Provided records:
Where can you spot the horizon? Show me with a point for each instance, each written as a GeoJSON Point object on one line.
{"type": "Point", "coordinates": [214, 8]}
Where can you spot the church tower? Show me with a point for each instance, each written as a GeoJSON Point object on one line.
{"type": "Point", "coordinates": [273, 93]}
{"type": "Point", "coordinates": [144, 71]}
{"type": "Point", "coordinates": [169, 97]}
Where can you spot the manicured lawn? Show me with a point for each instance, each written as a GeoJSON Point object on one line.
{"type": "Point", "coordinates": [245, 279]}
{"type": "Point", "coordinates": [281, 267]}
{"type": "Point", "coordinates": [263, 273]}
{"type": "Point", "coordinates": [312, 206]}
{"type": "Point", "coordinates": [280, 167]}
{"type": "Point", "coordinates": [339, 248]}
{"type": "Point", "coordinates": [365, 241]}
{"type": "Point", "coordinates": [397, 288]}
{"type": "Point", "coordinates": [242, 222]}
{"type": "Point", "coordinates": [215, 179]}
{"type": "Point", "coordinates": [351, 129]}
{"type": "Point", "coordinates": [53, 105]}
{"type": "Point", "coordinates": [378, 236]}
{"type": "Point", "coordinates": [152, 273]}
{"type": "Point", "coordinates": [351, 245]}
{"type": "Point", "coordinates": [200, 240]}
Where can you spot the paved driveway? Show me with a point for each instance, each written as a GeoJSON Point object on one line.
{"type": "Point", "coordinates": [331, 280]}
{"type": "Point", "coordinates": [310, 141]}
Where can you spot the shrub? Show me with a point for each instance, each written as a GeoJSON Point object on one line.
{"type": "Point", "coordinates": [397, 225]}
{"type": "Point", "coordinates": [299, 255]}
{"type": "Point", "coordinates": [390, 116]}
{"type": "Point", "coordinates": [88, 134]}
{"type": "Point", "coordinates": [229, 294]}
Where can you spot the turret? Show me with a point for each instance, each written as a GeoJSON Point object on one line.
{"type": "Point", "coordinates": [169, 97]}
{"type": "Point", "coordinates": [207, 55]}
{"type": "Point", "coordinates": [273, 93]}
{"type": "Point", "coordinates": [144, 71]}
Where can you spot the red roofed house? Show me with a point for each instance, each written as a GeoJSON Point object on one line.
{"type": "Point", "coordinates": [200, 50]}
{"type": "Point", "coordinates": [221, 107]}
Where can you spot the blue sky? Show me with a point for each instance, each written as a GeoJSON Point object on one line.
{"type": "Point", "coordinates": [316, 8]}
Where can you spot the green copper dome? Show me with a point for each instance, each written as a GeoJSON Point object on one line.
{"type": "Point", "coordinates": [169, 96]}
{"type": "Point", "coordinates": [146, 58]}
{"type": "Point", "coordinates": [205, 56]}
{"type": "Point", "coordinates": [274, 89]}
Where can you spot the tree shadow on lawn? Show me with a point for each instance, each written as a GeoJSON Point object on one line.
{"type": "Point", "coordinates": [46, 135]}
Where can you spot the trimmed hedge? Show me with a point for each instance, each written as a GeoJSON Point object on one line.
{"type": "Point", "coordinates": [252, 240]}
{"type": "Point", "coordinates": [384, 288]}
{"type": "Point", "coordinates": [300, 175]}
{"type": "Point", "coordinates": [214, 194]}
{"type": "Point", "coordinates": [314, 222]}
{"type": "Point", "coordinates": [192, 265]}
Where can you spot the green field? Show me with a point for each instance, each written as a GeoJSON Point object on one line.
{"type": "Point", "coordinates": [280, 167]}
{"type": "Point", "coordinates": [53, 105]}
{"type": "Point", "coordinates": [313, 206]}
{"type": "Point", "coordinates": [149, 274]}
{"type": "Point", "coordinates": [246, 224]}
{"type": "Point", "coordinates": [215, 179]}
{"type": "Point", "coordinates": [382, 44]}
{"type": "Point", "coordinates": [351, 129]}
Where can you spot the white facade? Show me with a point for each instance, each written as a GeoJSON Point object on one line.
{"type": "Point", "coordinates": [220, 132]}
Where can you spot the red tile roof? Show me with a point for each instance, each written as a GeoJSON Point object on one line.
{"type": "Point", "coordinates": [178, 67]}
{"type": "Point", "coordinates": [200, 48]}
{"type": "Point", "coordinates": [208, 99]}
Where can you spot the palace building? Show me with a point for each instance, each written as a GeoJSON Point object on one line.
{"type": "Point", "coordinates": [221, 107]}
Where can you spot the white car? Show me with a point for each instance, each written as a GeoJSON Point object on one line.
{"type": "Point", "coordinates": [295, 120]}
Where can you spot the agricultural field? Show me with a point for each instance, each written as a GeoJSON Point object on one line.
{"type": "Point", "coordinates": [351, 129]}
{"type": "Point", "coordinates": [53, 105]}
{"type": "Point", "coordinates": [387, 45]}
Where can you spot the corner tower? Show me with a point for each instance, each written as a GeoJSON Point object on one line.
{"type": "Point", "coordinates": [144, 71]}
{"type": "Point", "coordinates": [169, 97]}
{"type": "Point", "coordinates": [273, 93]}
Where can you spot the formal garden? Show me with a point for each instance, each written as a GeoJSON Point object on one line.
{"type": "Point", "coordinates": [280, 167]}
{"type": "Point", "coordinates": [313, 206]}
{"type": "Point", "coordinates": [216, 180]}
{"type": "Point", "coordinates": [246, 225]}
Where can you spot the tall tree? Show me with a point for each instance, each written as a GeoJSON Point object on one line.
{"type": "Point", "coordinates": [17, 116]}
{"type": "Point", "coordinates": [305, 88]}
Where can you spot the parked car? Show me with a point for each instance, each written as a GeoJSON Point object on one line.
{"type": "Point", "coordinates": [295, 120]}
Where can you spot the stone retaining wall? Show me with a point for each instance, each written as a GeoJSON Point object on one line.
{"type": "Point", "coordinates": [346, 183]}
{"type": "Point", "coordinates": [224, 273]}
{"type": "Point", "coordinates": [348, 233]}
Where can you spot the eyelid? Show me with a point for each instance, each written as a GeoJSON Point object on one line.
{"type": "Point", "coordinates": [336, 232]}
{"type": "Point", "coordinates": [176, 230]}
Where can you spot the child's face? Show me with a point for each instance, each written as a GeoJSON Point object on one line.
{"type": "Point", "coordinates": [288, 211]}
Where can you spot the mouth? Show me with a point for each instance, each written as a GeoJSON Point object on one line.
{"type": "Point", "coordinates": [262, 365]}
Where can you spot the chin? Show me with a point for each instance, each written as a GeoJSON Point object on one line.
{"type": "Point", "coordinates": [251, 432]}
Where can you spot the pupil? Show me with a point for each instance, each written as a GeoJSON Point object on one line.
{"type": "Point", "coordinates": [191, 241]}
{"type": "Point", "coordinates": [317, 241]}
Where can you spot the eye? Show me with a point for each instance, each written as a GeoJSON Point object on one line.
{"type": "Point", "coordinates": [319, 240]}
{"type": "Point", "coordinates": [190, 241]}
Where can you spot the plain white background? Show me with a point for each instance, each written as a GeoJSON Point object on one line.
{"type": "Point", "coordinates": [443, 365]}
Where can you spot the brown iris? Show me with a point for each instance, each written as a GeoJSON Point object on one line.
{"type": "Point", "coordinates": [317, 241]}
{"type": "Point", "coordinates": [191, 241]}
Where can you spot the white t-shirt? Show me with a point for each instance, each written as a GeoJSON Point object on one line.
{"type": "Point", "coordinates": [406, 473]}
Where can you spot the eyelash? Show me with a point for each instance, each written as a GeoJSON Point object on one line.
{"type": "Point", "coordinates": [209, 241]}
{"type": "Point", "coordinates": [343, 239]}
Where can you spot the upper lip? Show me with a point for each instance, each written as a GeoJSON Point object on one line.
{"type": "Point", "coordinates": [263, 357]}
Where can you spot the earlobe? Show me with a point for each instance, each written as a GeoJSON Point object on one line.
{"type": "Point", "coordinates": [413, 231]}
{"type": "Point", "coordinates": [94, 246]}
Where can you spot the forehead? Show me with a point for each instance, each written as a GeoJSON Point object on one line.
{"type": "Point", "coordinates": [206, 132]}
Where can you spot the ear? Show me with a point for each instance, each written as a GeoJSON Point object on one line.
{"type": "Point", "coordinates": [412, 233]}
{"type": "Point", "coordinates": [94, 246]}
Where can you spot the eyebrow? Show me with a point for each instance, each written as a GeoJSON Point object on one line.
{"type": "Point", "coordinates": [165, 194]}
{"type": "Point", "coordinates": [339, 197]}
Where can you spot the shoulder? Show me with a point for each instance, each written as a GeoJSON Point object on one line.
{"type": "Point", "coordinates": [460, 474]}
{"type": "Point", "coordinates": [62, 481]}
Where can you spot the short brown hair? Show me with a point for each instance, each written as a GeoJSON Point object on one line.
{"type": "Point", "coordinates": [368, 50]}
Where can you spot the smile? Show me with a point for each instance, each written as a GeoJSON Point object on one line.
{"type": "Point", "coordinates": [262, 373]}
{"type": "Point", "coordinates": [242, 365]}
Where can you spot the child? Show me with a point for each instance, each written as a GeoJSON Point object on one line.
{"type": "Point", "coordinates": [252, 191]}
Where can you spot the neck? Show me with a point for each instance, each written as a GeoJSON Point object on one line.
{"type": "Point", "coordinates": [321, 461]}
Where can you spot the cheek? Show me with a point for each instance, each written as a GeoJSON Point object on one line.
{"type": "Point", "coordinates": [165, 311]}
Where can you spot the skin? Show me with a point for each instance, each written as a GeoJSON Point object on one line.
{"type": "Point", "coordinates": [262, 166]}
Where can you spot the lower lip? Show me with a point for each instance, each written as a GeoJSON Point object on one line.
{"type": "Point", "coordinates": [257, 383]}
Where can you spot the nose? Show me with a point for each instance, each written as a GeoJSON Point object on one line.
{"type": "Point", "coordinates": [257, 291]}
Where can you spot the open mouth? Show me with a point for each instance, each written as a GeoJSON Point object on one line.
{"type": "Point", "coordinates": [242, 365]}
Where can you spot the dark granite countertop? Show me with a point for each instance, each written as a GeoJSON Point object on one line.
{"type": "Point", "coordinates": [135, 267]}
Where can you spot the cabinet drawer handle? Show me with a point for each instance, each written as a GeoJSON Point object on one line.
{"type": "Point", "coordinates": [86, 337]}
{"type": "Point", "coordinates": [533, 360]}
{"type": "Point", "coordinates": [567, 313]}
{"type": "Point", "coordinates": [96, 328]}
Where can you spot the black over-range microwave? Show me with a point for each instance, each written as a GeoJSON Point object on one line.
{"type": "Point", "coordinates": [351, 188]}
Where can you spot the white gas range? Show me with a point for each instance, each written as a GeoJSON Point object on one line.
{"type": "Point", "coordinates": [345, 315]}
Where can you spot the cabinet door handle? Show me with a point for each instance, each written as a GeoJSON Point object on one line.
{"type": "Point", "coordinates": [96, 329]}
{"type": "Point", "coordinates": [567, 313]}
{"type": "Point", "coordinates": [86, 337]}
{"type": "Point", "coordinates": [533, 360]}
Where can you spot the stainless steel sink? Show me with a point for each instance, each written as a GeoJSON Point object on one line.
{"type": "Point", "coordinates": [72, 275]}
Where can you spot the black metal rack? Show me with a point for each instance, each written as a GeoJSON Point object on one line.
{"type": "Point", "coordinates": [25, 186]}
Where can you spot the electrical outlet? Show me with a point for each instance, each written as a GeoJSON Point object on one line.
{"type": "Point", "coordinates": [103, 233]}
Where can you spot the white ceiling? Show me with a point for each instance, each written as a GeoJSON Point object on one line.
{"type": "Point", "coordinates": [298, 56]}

Work instructions: Reproduce without change every line of the entries above, from the one containing "Where can you spot the white ceiling?" through the last.

Output:
Where can you spot the white ceiling? Show me with a point for each instance, each written as a GeoJSON Point object on one line.
{"type": "Point", "coordinates": [298, 56]}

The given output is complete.